*Objective*
Which rows below contain the string "Target", with case counting? Report each such row in full.

□ □ □

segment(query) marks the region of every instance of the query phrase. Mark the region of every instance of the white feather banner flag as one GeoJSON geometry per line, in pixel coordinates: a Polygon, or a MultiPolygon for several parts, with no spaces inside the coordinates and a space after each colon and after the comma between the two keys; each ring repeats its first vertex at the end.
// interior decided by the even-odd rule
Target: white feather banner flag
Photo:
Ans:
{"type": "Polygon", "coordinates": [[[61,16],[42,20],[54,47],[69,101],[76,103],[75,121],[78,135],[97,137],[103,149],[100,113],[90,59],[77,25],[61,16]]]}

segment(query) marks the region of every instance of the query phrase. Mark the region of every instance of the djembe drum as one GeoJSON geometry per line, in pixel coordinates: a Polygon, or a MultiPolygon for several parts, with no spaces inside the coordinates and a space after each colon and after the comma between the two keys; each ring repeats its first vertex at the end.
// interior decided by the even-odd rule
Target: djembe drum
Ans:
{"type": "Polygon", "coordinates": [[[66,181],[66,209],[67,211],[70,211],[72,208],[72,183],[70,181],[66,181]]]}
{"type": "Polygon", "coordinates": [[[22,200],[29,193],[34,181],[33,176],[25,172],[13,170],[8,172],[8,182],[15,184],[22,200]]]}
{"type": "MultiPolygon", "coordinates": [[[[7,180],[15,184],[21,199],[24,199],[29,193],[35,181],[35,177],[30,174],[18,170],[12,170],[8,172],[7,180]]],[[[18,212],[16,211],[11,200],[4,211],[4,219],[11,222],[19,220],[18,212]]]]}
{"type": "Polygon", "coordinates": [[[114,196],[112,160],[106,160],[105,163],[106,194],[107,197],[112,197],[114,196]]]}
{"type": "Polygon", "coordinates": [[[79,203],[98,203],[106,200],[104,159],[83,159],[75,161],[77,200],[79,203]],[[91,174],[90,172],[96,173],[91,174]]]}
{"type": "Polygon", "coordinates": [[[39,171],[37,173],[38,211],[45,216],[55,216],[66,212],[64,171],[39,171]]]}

□ □ □

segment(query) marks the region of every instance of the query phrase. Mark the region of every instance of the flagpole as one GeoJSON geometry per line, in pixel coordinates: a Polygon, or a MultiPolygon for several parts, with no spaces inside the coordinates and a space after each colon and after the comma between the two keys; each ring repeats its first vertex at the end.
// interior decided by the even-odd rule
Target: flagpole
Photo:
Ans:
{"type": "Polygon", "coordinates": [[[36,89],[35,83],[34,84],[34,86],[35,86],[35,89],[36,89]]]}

□ □ □

*Response below*
Target: white feather banner flag
Target: djembe drum
Target: flagpole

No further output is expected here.